*** Dataset extract ***
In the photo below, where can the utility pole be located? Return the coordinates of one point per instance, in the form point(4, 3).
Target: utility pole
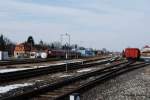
point(67, 50)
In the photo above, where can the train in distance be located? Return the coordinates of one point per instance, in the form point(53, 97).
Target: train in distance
point(132, 53)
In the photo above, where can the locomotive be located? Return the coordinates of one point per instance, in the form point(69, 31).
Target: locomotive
point(131, 53)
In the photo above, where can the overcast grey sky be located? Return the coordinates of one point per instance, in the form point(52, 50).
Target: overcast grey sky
point(113, 24)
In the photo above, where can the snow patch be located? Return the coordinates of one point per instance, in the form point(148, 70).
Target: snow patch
point(84, 70)
point(4, 89)
point(65, 75)
point(13, 70)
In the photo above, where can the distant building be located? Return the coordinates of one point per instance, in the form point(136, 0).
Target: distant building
point(22, 50)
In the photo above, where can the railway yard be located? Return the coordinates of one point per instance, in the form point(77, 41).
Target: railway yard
*** End of Dataset extract ***
## Work order
Copy the line containing "In the photo above, where can the distant" and every line after it, through the last line of the records. Include nothing else.

## Result
In the photo above, where can the distant building be located? Return the coordinates of one point per instance, in the form point(136, 0).
Target: distant building
point(22, 50)
In the photo above, where can the railway yard be located? Return the coordinates of one point per instance, in the form point(77, 41).
Target: railway yard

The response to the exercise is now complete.